***** SOURCE TEXT *****

The work of Zambon et al. presents many similarities to the approach here proposed [25]; the main differences are: (1) the approach proposed here tries to overcome the limitations of the formalisms used in [25] (i.e., fault trees and reliability block diagrams); (2) the perspective of the approach here proposed is not limited to planning activities but also to monitoring and enforcement actions; (3) the proposed approach is user oriented. While other approaches focus on traditional straight-forward software development [26], in this work, model-driven principles and techniques are chosen to raise the level of abstraction and to improve the participation of the stakeholders in all phases of the cloud service life cycle.

Furthermore, two other works present some interesting features applicable to this paper. De Florio introduces some fault tolerance patterns (e.g. redoing, diversity and redundancy) for software-based systems that can be used as basic mechanisms to explore the design space of possible allocations of cloud services to VMs [27]. From the same work, the concept of distance-to-failure (dtof) can be improved in this paper by calculating it on the probability of failure (i.e., the residual probability of having a failure considered the observed faults). Another work is applicable to this paper; it focuses on some mechanisms able to guarantee software reliability through data integrity both at the design-time and during all the run-time phases of a software system [28].

3 The methodological approach

Figure 2 depicts the approach at a glance. There are two stages: the specification of an allocation problem and the allocation itself. The model is instead specified by means of three layers: application, service and architecture.

Fig. 2

Overview of the approach

Fig. 3

Workflow of the process activities

The application contains the specification of the workflow of activities and external services that are invoked to provide complex tasks. All the typical constructs of a programming/workflow specification language may be used: variables, control structures (choice, loops, etc.). Moreover, according to the principles of the SOA approach, complex applications rely on the invocation of external services which are accessed over the Internet. At the second layer, there is the specification of the services which are to allocate achieving high-availability levels. Some services may depend on others. At the third stage, a high-level architecture is given containing the software infrastructure and components needed to provide each specified service: in this view, the components needed to implement a service and their inter-dependencies are highlighted. To the allocation stage also belongs another layer: the infrastructure layer which is responsible for mapping the software components described in the architecture layer to physical/virtual machines hosting the components.

The passage between the specification and the allocation stages is realised using a formal model which guides the process of determination of the values of the many parameters involved in the specification phase. This choice is made to maximise the expected availability of the sensitive items and to minimise the overall cost.

Figure 3 depicts the detailed workflow of the activities expressed as a UML activity diagram.

The first phases of the workflow are related to the creation of the high-level model (application, service and architecture views). The order of specification of these views is the following: the service layer should be specified first, and then the architecture layer goes deeper into the structure of each service while the application composes specified services. These two last activities may be done in parallel. Please note that by annotating the model with proper UML structures (UML profiles, stereotypes and tagged values), it is possible to capture the model itself, the availability requirements and the sensitive parameters, values of which are subject of optimization.

***** STORED RECORDS *****

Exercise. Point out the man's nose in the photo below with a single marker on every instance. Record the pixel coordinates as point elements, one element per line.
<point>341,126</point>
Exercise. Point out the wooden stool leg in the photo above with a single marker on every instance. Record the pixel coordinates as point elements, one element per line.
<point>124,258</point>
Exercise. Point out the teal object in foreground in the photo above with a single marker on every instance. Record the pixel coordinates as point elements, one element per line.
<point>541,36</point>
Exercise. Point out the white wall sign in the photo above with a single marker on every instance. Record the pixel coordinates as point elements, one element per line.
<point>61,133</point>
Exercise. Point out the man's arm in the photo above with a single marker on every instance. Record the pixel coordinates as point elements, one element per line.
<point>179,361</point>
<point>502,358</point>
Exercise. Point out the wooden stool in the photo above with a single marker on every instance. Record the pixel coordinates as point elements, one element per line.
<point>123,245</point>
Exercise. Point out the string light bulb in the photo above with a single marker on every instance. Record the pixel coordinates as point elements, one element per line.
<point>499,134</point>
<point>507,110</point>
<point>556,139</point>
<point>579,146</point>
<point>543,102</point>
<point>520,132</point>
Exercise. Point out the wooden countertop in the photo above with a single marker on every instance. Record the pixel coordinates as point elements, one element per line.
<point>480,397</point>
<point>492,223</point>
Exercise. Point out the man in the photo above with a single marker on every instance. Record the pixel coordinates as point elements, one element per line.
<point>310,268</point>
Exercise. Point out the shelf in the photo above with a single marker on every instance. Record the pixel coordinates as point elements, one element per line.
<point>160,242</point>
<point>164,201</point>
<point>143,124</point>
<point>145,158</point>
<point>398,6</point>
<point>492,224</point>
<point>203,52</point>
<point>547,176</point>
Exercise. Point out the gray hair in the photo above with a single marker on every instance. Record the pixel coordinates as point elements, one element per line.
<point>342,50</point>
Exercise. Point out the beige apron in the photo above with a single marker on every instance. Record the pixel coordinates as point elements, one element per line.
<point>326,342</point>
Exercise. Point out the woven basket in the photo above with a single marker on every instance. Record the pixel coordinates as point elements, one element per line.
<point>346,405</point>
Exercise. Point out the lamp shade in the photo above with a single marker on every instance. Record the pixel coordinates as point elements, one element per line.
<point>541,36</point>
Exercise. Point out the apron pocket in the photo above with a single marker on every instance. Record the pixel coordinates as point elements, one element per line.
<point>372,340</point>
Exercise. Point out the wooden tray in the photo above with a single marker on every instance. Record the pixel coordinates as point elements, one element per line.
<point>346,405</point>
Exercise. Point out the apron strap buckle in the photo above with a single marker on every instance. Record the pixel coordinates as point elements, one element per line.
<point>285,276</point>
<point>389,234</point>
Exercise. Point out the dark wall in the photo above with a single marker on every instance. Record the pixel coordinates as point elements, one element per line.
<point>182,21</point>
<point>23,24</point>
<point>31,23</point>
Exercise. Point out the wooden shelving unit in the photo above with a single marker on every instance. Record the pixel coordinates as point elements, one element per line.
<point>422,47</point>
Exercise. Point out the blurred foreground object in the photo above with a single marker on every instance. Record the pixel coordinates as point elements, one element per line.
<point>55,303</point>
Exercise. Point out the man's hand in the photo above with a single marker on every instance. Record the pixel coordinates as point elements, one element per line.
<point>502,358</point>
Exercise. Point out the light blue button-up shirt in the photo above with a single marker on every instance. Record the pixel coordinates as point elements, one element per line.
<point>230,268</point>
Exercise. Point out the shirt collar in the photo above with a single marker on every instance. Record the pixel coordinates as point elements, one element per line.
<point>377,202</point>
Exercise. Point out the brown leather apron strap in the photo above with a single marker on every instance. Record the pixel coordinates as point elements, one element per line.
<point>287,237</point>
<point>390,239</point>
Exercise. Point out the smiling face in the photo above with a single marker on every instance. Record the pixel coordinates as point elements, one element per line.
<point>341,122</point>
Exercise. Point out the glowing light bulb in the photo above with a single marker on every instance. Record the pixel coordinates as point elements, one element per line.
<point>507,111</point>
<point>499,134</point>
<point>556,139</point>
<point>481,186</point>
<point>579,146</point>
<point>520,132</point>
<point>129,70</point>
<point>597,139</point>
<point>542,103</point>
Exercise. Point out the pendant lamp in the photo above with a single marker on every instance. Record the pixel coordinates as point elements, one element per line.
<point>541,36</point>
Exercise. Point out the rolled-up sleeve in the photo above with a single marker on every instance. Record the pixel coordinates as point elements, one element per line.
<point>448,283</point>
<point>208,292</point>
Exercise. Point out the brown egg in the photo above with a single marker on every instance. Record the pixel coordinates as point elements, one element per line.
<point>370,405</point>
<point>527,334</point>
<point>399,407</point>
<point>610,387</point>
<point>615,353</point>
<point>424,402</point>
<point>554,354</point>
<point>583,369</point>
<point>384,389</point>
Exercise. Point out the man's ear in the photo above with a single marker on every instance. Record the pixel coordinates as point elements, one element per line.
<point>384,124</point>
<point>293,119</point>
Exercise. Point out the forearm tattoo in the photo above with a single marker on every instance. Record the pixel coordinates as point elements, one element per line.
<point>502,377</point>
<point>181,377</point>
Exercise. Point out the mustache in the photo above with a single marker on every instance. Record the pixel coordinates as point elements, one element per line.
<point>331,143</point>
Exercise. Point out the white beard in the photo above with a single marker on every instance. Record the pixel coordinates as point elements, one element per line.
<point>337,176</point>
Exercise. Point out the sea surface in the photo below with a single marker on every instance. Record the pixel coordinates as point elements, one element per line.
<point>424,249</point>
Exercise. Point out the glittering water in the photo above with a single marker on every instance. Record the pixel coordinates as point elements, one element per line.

*****

**CHALLENGE**
Write out the passage of the cloud service allocation text above between "The work of" and "service life cycle.", inclusive.

**FINAL RESULT**
The work of Zambon et al. presents many similarities to the approach here proposed [25]; the main differences are: (1) the approach proposed here tries to overcome the limitations of the formalisms used in [25] (i.e., fault trees and reliability block diagrams); (2) the perspective of the approach here proposed is not limited to planning activities but also to monitoring and enforcement actions; (3) the proposed approach is user oriented. While other approaches focus on traditional straight-forward software development [26], in this work, model-driven principles and techniques are chosen to raise the level of abstraction and to improve the participation of the stakeholders in all phases of the cloud service life cycle.